§ SCHRIFTLICHE AUFGABEN
1) Gib aus der Forumsdiskussion den Abschnitt von „Nun, wenn Du“ bis einschließlich „meine erste Idee.“ wörtlich wieder.
2) Beantworte anhand der Forumsdiskussion die folgenden Fragen:
(a) Was sollte laut dem ersten Beitrag aufgetrieben und getestet werden?
(b) An welchem Datum schrieb AndreG seinen Beitrag?
(c) Nach welcher Version fragt Raubkopierer neben den aktuellen Treibern?
3) Knüpfe an das Ende der Forumsdiskussion über die Rechnerprobleme an und schreibe sie weiter.

== DOKUMENT

Nun, wenn Du das Netzteil vermutest, würde ich mal ein stärkeres auftreiben und testen. Wobei aber das Wärme Problem nicht ausser Acht gelassen werden kann. Allein schon wegen dem hochdrehen der Lüfter.
Dies mal meine erste Idee.


----------



## AndreG (18. März 2009)

Moin,

Wie sehen die Temps den aus?

Die Komponenten schon mal einzeln getestet? Sprich beim Kollegen,2ter Rechner usw.

Mfg Andre


----------



## Raubkopierer (18. März 2009)

Tritt das nur bei Spielen auf? Verwendest du für deine gesamte Hardware die aktuellen Treiber und die neuste DirectX-Version für dein System?


----------



## berndf78 (19. März 2009)

====
== GESPEICHERTE DATEN

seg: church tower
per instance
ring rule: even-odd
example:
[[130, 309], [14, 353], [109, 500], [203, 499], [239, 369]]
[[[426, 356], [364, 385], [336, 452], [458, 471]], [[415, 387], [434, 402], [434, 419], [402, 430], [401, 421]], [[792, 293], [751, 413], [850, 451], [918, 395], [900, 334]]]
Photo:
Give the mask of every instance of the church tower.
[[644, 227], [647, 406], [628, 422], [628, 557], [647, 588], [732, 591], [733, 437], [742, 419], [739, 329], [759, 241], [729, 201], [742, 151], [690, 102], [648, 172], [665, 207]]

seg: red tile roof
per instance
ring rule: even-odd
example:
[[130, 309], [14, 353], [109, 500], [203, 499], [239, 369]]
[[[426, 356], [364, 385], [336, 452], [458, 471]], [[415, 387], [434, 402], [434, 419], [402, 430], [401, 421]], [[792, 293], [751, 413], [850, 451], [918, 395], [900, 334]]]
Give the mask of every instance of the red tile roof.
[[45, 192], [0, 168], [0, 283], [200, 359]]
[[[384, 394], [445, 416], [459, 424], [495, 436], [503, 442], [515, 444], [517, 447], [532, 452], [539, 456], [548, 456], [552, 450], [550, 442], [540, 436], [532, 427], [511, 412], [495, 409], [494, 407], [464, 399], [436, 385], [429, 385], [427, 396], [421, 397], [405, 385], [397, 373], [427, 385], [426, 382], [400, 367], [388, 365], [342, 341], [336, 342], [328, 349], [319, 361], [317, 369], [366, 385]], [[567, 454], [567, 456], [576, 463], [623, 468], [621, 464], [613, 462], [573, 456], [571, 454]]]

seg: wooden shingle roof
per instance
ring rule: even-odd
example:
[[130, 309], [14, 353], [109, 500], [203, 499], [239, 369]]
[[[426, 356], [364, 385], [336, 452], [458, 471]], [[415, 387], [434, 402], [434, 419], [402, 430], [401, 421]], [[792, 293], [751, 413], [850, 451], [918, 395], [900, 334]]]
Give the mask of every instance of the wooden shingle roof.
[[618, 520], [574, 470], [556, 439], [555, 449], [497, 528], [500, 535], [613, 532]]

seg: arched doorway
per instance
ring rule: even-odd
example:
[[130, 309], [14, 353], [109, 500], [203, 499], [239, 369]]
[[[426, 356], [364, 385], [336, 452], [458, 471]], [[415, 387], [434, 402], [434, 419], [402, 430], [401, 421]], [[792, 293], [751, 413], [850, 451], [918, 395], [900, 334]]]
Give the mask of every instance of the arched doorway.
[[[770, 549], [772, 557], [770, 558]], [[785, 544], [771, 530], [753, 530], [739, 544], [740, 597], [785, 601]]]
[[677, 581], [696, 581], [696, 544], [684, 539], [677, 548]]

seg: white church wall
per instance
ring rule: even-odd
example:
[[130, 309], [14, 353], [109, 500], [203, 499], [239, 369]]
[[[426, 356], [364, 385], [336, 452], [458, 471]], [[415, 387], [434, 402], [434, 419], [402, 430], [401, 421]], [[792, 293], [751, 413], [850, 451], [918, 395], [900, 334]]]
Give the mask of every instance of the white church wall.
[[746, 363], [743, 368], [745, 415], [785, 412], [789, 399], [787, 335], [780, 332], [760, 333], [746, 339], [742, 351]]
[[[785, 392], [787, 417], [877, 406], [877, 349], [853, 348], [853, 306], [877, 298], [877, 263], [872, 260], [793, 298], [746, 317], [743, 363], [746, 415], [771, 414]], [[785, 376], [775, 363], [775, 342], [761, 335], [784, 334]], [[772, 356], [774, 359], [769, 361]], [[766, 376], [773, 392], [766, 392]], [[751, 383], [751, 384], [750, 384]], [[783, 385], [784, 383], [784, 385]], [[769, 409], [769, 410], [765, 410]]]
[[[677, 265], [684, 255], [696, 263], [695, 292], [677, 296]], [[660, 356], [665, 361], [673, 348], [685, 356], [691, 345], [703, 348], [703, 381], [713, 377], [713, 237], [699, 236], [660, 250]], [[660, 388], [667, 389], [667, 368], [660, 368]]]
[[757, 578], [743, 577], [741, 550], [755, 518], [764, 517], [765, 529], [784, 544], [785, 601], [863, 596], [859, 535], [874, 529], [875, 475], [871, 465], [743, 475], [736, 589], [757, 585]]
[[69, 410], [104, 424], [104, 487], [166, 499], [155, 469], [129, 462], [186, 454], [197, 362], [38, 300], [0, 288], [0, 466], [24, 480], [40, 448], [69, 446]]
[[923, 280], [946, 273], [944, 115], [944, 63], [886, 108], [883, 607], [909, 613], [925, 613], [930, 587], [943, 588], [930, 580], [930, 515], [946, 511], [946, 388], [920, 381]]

====

§ LÖSUNGEN
1)
Nun, wenn Du das Netzteil vermutest, würde ich mal ein stärkeres auftreiben und testen. Wobei aber das Wärme Problem nicht ausser Acht gelassen werden kann. Allein schon wegen dem hochdrehen der Lüfter.
Dies mal meine erste Idee.

2)
(a) Ein stärkeres Netzteil.
(b) Am 18. März 2009.
(c) Nach der neusten DirectX-Version.

3)
Hi,

wenn das ganze beim Spielen auftritt, ist meist der Speicher der Graka betroffen. Leider schein es als sei die 92er Serie der Nvidia Chips ein bisschen buggy(vor allem die OC-Versionen)! In meinem Bekanntenkreis, und ich selber auch, hatten laufend Probleme mit dem Chip, und dem von dir genannten Problem.

Unsere Lösungen:
1.) Vernünftige Kühlung der GraKa und des Gehäuses
2.) Ganz wichtig die Speicherchips der GraKa kühlen
3.) per RivaTuner den Speichertakt etwas runtergesetzt.

Hoffe, das löst dein Problem!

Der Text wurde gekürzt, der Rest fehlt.